# TASK INSTRUCTIONS
Drop the pictures, then repeat every record exactly as it stands.

# ENTRIES SHOWN
+-------+

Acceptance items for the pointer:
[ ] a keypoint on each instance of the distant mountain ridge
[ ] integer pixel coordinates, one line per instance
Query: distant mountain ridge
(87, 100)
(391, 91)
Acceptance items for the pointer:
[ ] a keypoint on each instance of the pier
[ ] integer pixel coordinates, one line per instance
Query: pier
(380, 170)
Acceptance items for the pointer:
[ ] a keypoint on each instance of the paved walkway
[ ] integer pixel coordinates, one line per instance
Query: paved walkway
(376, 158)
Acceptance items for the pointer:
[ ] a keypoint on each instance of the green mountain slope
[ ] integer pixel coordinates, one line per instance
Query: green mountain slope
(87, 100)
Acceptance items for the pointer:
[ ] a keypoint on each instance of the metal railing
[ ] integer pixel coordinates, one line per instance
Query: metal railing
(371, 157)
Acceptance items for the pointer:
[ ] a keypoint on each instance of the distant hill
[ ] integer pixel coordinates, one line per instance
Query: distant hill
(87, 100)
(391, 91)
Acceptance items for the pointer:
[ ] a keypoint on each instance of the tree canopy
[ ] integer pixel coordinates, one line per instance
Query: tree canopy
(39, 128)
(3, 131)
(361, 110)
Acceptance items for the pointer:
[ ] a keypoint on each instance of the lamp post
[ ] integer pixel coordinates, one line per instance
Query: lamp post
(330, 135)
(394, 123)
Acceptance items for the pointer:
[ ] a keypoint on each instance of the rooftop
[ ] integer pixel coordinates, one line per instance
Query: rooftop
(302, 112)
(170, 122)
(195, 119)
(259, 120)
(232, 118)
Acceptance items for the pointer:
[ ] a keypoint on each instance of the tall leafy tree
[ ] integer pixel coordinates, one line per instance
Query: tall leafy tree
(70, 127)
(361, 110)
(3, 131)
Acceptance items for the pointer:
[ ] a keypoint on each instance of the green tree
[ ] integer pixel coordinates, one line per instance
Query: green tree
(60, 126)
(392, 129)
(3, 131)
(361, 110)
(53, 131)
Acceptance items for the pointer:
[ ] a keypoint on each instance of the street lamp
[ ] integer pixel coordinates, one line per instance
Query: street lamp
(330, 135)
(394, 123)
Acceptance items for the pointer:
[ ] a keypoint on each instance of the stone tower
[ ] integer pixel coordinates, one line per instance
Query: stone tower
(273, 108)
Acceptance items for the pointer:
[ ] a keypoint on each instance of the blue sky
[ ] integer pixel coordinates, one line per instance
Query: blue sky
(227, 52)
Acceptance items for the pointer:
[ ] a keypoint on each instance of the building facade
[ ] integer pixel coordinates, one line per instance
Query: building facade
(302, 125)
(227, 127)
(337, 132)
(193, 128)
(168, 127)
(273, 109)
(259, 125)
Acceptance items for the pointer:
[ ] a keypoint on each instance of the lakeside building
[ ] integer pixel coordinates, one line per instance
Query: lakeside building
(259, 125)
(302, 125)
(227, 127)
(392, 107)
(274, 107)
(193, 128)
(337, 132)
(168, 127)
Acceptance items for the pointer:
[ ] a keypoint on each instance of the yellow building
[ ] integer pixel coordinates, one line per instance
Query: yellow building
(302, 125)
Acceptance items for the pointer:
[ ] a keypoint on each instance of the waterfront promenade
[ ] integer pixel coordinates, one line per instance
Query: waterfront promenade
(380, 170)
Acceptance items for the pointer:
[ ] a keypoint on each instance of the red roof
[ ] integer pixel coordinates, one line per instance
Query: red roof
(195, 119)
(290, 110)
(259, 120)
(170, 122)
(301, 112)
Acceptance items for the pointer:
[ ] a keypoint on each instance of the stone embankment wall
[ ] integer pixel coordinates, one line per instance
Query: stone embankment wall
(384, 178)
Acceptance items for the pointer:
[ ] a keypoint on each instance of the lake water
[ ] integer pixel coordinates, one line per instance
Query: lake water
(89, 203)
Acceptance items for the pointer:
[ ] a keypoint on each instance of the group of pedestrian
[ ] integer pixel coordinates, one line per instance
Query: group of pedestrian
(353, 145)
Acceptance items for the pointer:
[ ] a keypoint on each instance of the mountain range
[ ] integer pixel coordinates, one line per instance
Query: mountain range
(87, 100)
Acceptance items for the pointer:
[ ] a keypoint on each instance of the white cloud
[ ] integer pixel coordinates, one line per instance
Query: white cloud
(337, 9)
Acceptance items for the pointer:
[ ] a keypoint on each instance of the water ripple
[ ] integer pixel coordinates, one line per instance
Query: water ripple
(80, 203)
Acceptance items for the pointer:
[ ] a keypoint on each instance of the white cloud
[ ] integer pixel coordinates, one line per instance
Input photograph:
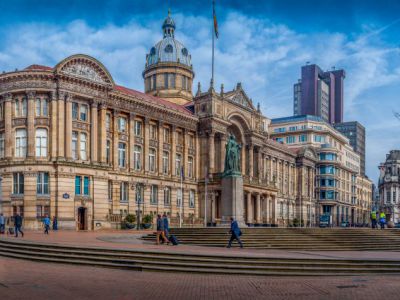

+-------+

# TASK RESULT
Acceptance items for the pointer:
[ ] a keypoint on each instance of the distant mountain ridge
[ ] integer pixel coordinates, one line per instance
Query: distant mountain ridge
(87, 100)
(391, 91)
Acceptance items for the pointer:
[ ] a keypoint on each instance of the pier
[ ] integer pixel coordinates, one line per instance
Query: pier
(380, 170)
Acceptance items for the pointer:
[ ] a keypoint on each instance of the paved walkway
[ ] integer pixel coordinates, one line per instance
Query: paved walkway
(376, 158)
Acceptance items for the pointer:
[ ] a keypoint on each instance of the green mountain slope
[ ] integer pixel coordinates, one line per instance
Query: green mountain slope
(87, 100)
Acceptance items for the pointer:
[ ] a keypoint on each instance of the metal railing
[ ] integer pixel coordinates, one line per instance
Query: metal railing
(371, 157)
Acceptance items for the pointer:
[ ] a keypoint on each instance of the distant hill
[ ] integer pixel coordinates, one line per instance
Query: distant hill
(87, 100)
(391, 91)
Acceptance items for the pointer:
[ ] a keypoint on each instance of the tree canopy
[ ] integer pixel coordinates, one line per instance
Query: tree canopy
(39, 128)
(3, 131)
(361, 110)
Acceptance items for the pointer:
[ ] a keypoint on each instance of the lamp post
[ ] integer pixel coordinates, one line per instance
Query: lamp post
(330, 135)
(394, 123)
Acceptance items for the pointer:
[ ] a keypoint on each instance of the rooftop
[ ] integer pixel coordinates, one line per instance
Query: rooftop
(302, 112)
(170, 122)
(195, 119)
(259, 120)
(232, 118)
Acceptance items for the pointer:
[ ] a keypoint on each instance of the tall leafy tree
[ ] integer pixel coordinates, one line per instance
Query: tall leafy tree
(70, 127)
(361, 110)
(3, 131)
Acceptance items for the pointer:
[ ] a keypoint on each instance of the green tree
[ ] integer pixel coordinates, one line per instance
Query: green tree
(60, 126)
(392, 129)
(3, 131)
(361, 110)
(53, 131)
Acceptance items for the pointer:
[ ] a keypoint on each instance of the street lamp
[ ] integer pixel coordinates, one line per instance
Query: street lamp
(330, 135)
(394, 123)
Acceptance items for the pointer:
[ ] a keypoint on each instance of the stone tower
[ ] integer pixel coordinates, one line per instance
Query: stone tower
(273, 108)
Acceptance items for the pointer:
[ ] a keypoint on each instance of the blue sky
[ ] integer pixel coordinates, one line per instance
Query: blue sky
(227, 52)
Acceptance items for the pointer:
[ ] a keypoint on each instance of the building facade
[ ] integer pixel coordinates, one line per instance
Query: building facade
(302, 125)
(227, 127)
(337, 132)
(193, 128)
(168, 127)
(273, 109)
(259, 125)
Acceptance items for the pointer:
[ ] a keypoint on each instance of the lakeside building
[ ] integer pixel coordinates, one line per instance
Query: lakeside building
(259, 125)
(302, 125)
(227, 127)
(392, 107)
(274, 107)
(193, 128)
(337, 132)
(168, 127)
Acceptance items for the pointer:
[ ] a keypoint on each instance of the yellow building
[ ] integer pixel coordinates, one line per instance
Query: yellow building
(302, 125)
Acceptance items for the pointer:
[ ] a keypoint on each instance of the waterfront promenade
[ ] integer pixel coordinates, one line per instance
Query: waterfront promenade
(380, 170)
Acceptance items for the pointer:
[ ] a keypoint on each instance of the red roof
[ ] integer pixel coordinates, one line per instance
Query: red roof
(195, 119)
(290, 110)
(259, 120)
(170, 122)
(301, 112)
Acceptance items for the pointer:
[ ] a keypoint on each instance of the stone embankment wall
[ ] integer pixel coordinates, one line per instance
Query: stone embankment wall
(384, 178)
Acceptance items for the pointer:
[ ] a keypoint on each instance of the lake water
[ ] integer pixel coordinates, one line per instance
Query: lake water
(89, 203)
Acceptance items for the pointer:
[ ] a keypoint on each instance of the group of pedestrian
[ ] integer pixel coordinates, one line per instance
Query: group of pedestrian
(353, 145)
Acceptance items for the pointer:
[ ] a keypoint on each instance of the mountain range
[ ] integer pixel coordinates, one line per instance
Query: mountain range
(87, 100)
Acceptance items for the pointer:
[ ] a keypoint on each instance of the white cloud
[ ] integer pixel coordinates, one line per instance
Query: white cloud
(337, 9)
Acceptance items for the pointer:
[ ] a keypoint on each instance of the water ripple
[ ] integer pixel coordinates, one line per instance
Query: water ripple
(80, 203)
Acceptance items for the pointer:
[ ] a keypoint on each instance of the white cloud
[ ] integer pixel coordinates, one line per instance
Input photograph:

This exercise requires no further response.